→ **TUGAS 1**: Tulis ulang bagian tulisan tentang penahanan Budi Pego, semuanya mulai dari "Hari sudah mulai" turun sampai "di depan rumah.", dan ubah "ponsel" menjadi "telepon genggam".

→ **KUTIPAN TEKS**:
----
Mewajarkan Kekerasan Sebagai Dalih Pembangunan Nasional

Oleh Moch. Rizky Pratama Putra

 

 

 

“Hidup yang tak diperiksa tak layak dijalani.”

– Socrates

 

Hari sudah mulai memasuki usia senjanya, hujan pun mulai menunjukkan tanda akan segera reda. Sedari pagi, hujan mengguyur Desa Sumberagung, Kecamatan Pesanggaran, Kabupaten Banyuwangi. Di salah satu teras rumah di desa tersebut, tampak seorang anak kecil sedang bermain dengan kawan-kawannya. Tak berselang lama, “Kring, Kring!” terdengar suara ponsel berdering dari ruang tengah rumah tersebut. Anak kecil yang tadi begitu asyik bermain dengan kawan-kawannya, langsung lari untuk mengambil ponsel yang tengah berdering itu, seakan dia tahu siapa yang sedang menelepon itu. “Ayah! Ibu nakal.” rengeknya. Ibunya yang sedang memasak segera menghentikan aktifitasnya untuk menghampiri anaknya. Anak kecil itu memberikan ponsel itu kepada ibunya, dan berlari kembali menghampiri kawan-kawannya di depan rumah.

Ya, anak kecil itu bernama Nensi Rahmawati. Selain lewat ponsel, setiap minggunya Nensi harus menempuh jarak kurang lebih 75 kilometer hanya untuk bertemu dan memandang wajah Ayahnya. Untuk seorang anak yang baru berumur 3 tahun tentunya bukanlah hal mudah untuk berpisah dari Ayahnya. Tidak hanya Nensi yang merasa sedih, Ibunya, Indah pun merasa sangat kehilangan atas penahanan suaminya. “Semenjak suami saya ditahan, saya kerepotan, karena harus ngurus anak, harus ke ladang, harus ngurus rumah.” kata Indah Sutami saat diwawancara di rumahnya.

Sejak 4 September 2017, Heri Budiawan atau Budi Pego ditahan oleh Kejaksaan Negeri (KEJARI) Banyuwangi atas tuduhan melakukan tindak pidana penyebaran dan megembangkan ajaran Komunisme, Marxisme-Leninisme di muka umum. Pasal yang digunakan untuk menjerat Budi adalah Pasal 170a Undang-Undang RI No. 27 Tahun 1999 tentang perubahan kitab Undang-undang Hukum Pidana yang berkaitan dengan kejahatan terhadap keamanan negara. Kasus penahanan Budi ini berawal dari aksi demontrasi warga Desa Sumberagung yang menolak eksploitasi pertambangan emas di Bukit Tumpang Pitu.
----
→ **DAFTAR ENTRI**:
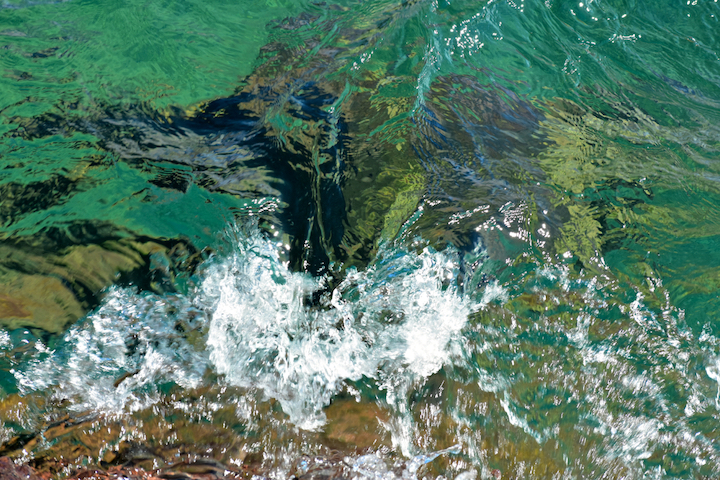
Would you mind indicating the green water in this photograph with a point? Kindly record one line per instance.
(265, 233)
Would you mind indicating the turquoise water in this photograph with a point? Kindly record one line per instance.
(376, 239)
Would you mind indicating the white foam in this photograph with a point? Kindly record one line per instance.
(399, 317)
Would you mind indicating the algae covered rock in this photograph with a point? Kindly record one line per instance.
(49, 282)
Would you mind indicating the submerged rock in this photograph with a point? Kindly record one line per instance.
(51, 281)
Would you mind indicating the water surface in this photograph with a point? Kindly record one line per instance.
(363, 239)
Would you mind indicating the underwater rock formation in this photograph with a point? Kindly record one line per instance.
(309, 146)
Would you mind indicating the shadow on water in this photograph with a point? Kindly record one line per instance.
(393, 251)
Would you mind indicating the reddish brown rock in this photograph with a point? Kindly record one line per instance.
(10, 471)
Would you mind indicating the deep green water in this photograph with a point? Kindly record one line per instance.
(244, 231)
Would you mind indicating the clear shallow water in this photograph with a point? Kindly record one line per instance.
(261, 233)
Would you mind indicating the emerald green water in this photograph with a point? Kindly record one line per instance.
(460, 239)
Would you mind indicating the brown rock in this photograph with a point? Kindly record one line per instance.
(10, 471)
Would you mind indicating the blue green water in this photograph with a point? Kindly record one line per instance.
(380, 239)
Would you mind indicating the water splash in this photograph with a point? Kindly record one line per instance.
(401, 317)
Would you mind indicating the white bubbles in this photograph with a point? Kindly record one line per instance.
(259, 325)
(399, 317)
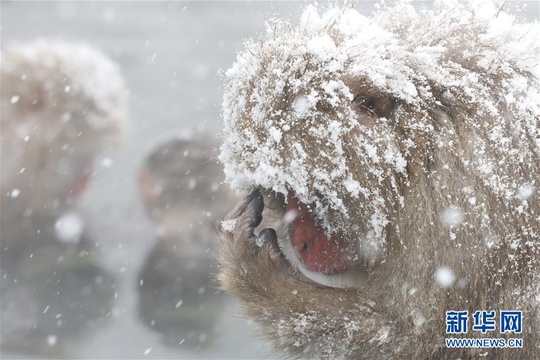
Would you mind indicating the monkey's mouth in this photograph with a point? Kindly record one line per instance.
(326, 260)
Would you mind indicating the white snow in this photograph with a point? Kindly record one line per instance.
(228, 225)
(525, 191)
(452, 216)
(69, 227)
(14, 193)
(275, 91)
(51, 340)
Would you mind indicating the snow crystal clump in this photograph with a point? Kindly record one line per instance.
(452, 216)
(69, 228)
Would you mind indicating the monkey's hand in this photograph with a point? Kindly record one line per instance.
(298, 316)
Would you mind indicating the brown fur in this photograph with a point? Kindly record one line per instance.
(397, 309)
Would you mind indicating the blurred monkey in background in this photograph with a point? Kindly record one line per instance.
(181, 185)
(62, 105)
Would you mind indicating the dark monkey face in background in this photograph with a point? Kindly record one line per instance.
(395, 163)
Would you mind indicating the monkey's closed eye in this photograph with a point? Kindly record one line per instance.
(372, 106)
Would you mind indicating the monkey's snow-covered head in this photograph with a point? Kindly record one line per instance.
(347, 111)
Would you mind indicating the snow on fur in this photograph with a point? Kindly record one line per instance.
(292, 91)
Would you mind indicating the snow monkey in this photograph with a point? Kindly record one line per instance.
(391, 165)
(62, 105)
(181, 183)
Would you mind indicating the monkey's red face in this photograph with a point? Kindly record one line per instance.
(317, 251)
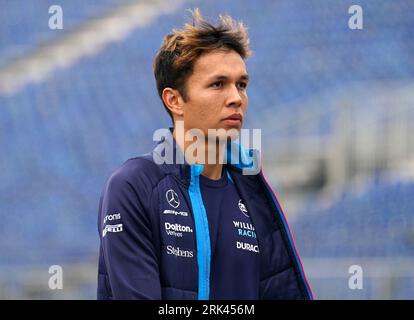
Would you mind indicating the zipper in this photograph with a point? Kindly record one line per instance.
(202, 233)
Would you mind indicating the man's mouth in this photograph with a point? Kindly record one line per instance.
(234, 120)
----
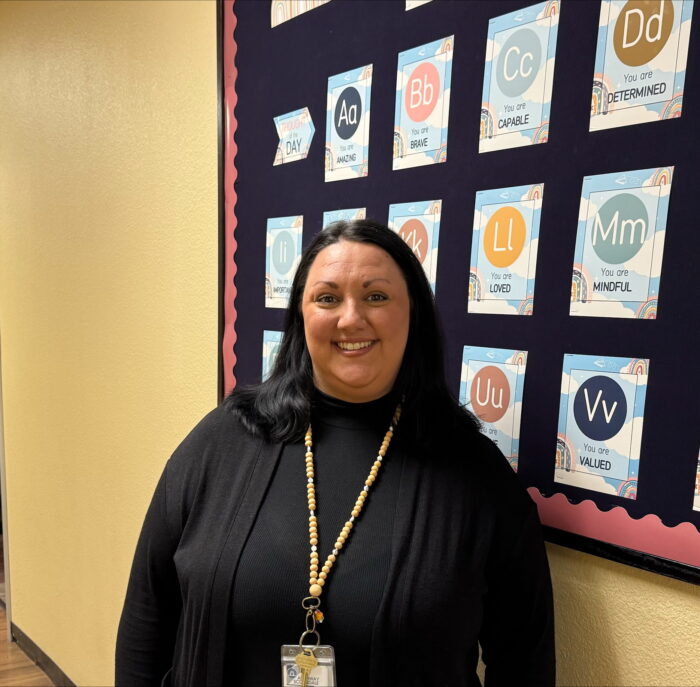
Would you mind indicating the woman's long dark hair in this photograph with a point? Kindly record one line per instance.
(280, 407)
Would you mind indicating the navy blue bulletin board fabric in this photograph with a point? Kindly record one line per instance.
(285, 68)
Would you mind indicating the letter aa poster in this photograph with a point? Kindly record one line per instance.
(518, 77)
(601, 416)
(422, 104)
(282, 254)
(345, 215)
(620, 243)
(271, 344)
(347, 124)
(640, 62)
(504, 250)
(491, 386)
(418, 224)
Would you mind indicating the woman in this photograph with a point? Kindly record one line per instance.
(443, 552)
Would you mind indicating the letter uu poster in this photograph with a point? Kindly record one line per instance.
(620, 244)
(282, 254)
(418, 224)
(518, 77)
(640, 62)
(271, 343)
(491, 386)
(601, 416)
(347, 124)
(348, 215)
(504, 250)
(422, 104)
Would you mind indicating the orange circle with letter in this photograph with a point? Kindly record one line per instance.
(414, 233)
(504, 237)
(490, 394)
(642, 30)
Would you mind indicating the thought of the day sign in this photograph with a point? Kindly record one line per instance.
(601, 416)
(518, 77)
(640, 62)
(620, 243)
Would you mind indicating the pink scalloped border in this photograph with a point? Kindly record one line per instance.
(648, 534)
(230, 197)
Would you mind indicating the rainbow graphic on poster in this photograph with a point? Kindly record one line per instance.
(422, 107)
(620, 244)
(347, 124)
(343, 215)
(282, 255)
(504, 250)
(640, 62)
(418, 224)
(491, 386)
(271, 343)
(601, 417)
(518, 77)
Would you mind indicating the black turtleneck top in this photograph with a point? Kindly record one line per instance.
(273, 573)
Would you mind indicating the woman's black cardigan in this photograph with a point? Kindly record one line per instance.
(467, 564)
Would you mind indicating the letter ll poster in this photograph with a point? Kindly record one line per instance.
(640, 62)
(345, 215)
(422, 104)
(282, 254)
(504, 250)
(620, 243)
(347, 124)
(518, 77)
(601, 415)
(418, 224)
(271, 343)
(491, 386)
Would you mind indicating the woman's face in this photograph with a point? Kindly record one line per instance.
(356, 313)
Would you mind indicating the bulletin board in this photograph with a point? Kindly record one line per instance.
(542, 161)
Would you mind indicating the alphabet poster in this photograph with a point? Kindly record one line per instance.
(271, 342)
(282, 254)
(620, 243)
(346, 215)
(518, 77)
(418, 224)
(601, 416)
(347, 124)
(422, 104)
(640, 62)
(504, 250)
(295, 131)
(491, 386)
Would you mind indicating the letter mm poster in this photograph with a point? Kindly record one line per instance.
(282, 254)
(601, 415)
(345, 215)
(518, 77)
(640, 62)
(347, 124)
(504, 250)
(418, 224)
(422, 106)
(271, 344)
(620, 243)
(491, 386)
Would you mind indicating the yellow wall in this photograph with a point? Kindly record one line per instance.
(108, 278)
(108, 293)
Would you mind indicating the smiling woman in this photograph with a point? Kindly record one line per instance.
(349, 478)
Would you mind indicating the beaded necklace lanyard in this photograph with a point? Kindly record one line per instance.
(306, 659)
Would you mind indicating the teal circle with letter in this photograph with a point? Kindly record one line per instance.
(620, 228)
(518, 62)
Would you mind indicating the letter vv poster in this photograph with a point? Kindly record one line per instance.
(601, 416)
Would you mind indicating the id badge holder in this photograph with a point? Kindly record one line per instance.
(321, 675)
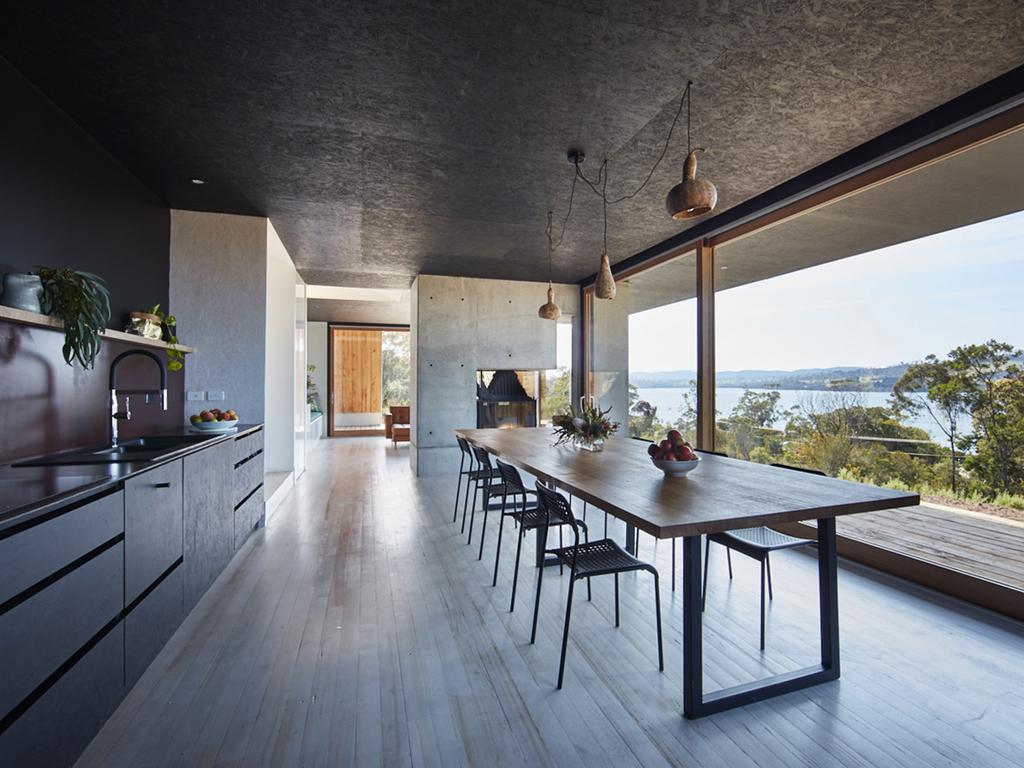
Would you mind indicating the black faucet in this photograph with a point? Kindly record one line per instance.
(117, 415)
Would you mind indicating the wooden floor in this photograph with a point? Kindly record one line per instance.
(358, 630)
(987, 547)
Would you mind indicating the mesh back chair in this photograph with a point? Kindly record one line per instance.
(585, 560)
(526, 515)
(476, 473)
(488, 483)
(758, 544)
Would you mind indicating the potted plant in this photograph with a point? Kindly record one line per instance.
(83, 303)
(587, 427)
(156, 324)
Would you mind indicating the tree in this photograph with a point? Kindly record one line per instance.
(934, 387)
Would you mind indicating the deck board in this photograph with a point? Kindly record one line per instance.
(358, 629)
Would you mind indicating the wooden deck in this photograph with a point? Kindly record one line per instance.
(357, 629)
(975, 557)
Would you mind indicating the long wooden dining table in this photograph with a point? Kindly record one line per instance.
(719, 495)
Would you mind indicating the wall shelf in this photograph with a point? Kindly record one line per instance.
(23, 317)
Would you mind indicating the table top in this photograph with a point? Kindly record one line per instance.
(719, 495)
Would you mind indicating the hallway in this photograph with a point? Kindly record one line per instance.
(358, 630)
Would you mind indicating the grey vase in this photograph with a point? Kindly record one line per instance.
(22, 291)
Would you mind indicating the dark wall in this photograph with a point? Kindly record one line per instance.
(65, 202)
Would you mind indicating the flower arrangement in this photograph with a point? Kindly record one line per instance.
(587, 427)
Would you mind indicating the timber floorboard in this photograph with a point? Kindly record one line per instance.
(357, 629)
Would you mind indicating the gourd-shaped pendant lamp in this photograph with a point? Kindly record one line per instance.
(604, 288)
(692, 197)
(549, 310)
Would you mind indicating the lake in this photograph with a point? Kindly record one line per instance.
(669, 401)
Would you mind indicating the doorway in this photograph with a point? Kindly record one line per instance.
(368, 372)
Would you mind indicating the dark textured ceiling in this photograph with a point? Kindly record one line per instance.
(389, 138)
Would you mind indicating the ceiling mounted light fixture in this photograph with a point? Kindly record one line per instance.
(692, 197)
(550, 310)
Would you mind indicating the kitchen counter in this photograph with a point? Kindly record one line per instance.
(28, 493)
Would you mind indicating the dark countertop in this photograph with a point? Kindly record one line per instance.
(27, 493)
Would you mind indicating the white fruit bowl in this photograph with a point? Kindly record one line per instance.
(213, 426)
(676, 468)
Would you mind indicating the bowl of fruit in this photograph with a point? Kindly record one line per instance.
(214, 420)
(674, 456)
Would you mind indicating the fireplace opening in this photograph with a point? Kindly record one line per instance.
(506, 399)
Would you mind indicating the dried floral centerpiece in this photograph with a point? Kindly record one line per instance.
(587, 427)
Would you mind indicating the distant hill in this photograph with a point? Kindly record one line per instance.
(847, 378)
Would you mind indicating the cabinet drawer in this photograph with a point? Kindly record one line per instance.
----
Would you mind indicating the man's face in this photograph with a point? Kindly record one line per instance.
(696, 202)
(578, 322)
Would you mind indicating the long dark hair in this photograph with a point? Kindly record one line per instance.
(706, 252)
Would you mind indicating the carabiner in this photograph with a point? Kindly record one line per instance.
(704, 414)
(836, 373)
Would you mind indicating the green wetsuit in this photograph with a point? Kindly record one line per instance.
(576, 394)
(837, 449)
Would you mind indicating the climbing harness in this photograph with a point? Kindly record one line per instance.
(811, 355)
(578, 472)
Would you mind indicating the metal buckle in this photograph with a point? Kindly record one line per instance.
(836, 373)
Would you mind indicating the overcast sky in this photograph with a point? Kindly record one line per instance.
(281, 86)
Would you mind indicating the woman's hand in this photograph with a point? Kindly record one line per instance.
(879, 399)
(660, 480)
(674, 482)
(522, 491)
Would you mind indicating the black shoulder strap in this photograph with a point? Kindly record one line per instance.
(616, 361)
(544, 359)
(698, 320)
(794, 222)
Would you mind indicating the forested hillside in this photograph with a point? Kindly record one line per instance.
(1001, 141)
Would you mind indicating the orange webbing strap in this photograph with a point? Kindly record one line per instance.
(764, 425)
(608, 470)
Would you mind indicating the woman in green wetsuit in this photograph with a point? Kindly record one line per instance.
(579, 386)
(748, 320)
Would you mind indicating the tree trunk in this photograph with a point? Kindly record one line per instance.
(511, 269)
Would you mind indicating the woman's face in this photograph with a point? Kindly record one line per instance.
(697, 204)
----
→ **TUGAS 2**: Berapa baris dalam daftar di atas yang memuat kata "brown"? Huruf besar dan kecil dibedakan, dan jawab dengan angkanya saja.

→ **JAWABAN LENGKAP 1**:
Hari sudah mulai memasuki usia senjanya, hujan pun mulai menunjukkan tanda akan segera reda. Sedari pagi, hujan mengguyur Desa Sumberagung, Kecamatan Pesanggaran, Kabupaten Banyuwangi. Di salah satu teras rumah di desa tersebut, tampak seorang anak kecil sedang bermain dengan kawan-kawannya. Tak berselang lama, “Kring, Kring!” terdengar suara telepon genggam berdering dari ruang tengah rumah tersebut. Anak kecil yang tadi begitu asyik bermain dengan kawan-kawannya, langsung lari untuk mengambil telepon genggam yang tengah berdering itu, seakan dia tahu siapa yang sedang menelepon itu. “Ayah! Ibu nakal.” rengeknya. Ibunya yang sedang memasak segera menghentikan aktifitasnya untuk menghampiri anaknya. Anak kecil itu memberikan telepon genggam itu kepada ibunya, dan berlari kembali menghampiri kawan-kawannya di depan rumah.

→ **JAWABAN LENGKAP 2**: 3